## WRITTEN INSTRUCTION
Reproduce the listing from its first line down to and including the line that contains "<point>381,192</point>", putting "marker" wherever "keypoint" appears and leaving everything else unchanged.

----

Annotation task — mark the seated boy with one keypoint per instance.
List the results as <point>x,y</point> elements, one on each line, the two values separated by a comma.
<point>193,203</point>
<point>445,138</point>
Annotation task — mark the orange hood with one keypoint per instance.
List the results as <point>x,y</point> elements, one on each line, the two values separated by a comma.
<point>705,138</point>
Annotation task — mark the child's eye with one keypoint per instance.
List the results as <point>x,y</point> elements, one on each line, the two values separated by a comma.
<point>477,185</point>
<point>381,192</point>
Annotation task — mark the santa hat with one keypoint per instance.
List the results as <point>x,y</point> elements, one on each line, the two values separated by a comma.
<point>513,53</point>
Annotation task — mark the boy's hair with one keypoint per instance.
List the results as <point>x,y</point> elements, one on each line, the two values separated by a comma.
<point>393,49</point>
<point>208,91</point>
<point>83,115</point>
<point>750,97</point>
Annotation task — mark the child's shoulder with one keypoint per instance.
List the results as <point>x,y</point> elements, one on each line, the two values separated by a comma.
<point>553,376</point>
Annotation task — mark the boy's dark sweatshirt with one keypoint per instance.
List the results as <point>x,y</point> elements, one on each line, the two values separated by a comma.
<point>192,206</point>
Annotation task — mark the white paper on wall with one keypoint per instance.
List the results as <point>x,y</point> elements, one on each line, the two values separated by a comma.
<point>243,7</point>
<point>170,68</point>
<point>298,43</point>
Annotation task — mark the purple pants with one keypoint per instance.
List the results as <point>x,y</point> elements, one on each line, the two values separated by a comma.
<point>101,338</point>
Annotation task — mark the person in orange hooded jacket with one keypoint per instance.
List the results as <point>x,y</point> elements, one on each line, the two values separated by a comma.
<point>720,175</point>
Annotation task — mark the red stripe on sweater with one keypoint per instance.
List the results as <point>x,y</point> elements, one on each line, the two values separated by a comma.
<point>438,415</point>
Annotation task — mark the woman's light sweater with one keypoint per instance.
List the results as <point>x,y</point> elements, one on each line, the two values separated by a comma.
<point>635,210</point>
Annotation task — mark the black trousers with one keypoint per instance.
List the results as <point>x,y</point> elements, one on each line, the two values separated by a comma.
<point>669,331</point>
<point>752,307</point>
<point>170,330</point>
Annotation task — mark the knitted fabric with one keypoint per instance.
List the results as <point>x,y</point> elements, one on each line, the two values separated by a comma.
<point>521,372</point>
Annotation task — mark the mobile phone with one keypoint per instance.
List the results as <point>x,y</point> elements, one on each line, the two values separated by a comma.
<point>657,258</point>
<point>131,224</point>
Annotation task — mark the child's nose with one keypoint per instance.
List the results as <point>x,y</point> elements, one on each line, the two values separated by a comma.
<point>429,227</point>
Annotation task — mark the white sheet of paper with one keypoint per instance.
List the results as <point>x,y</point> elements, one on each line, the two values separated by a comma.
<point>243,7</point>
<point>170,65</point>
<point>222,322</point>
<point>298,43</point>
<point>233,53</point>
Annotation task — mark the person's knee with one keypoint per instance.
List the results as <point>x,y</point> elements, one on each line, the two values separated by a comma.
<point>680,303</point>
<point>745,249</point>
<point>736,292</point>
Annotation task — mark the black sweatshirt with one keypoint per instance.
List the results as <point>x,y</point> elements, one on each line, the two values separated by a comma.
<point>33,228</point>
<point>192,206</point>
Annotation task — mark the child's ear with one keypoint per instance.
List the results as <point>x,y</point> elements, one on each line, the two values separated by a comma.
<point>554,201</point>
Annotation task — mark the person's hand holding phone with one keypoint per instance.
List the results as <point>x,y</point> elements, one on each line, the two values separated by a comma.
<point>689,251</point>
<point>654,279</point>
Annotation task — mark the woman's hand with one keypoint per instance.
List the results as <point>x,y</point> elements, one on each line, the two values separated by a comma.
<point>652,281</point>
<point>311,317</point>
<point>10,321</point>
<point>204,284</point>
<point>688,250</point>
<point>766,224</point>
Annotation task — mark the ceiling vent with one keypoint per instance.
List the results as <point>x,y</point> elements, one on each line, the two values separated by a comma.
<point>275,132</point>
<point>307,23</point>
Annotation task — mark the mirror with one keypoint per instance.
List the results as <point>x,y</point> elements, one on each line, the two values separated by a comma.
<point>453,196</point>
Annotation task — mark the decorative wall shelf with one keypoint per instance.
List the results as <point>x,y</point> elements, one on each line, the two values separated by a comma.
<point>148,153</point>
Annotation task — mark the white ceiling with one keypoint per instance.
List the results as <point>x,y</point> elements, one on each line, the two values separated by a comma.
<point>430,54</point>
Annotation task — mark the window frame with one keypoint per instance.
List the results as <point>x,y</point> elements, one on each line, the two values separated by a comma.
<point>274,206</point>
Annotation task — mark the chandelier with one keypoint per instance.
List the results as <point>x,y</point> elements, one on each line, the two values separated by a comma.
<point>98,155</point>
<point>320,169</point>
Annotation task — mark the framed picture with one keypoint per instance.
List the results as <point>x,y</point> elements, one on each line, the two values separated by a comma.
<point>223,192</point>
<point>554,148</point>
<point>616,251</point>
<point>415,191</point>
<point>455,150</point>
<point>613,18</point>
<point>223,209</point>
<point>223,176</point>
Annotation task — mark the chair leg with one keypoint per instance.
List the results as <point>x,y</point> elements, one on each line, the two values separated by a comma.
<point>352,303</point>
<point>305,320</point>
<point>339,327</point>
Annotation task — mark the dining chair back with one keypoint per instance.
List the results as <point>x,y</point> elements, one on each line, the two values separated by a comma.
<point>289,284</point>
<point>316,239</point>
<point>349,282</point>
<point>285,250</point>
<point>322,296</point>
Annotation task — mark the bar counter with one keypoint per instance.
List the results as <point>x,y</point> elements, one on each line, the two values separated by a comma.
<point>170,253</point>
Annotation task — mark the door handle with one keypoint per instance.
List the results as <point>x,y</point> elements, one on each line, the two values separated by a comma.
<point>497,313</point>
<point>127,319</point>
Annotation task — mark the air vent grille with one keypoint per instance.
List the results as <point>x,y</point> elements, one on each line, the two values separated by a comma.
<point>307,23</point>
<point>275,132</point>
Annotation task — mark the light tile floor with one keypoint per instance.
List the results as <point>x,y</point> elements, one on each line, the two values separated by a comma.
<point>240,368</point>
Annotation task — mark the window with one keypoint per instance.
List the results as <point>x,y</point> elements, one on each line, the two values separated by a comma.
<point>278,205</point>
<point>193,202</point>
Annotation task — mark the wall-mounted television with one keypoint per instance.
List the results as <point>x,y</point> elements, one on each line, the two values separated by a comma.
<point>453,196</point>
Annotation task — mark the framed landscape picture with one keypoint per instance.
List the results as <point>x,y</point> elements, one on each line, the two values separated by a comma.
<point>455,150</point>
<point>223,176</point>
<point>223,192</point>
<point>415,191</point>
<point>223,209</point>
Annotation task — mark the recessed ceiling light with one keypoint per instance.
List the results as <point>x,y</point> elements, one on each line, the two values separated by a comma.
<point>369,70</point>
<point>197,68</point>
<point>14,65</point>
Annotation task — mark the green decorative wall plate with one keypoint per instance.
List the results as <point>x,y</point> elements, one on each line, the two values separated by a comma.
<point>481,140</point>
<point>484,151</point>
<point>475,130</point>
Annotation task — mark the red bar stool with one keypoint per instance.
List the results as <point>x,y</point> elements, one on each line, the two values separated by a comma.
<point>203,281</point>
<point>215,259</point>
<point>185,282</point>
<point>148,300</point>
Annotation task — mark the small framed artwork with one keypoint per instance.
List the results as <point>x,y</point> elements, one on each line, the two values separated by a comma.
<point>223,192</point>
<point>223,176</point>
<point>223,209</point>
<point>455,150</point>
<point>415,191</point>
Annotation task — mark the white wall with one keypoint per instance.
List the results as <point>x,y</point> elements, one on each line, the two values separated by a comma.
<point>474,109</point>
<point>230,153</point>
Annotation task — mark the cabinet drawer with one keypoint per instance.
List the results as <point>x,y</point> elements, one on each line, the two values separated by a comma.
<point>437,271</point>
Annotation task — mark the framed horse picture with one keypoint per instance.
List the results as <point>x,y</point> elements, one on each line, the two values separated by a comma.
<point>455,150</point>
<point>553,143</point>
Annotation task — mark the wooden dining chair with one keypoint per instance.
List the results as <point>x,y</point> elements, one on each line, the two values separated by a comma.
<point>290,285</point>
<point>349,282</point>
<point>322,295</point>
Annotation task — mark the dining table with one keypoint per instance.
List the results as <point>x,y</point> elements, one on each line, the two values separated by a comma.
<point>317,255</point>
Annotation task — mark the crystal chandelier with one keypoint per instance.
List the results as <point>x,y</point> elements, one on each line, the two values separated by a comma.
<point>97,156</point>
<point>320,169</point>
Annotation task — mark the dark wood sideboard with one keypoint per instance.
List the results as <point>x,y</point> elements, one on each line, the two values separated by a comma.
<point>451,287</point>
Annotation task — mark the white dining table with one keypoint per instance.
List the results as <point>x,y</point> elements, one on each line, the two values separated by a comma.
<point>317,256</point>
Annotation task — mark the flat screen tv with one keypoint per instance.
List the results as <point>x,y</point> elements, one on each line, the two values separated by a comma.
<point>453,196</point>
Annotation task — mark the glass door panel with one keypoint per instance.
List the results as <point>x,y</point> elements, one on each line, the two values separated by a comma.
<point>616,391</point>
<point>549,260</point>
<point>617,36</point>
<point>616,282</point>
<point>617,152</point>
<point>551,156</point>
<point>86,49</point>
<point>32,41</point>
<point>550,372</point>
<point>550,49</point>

----

## SOLUTION TO THIS EXERCISE
Annotation task — mark the seated boy with one marker per instance.
List the results as <point>x,y</point> elements, one on each line, the two values separated by a comma.
<point>193,203</point>
<point>445,138</point>
Annotation task — mark the orange hood with one marker per instance.
List the results as <point>x,y</point> elements, one on each line, the two values separated by a comma.
<point>705,138</point>
Annotation task — mark the child's eye with one marker per instance.
List the results as <point>x,y</point> elements, one on each line, the two values separated by a comma.
<point>477,185</point>
<point>381,192</point>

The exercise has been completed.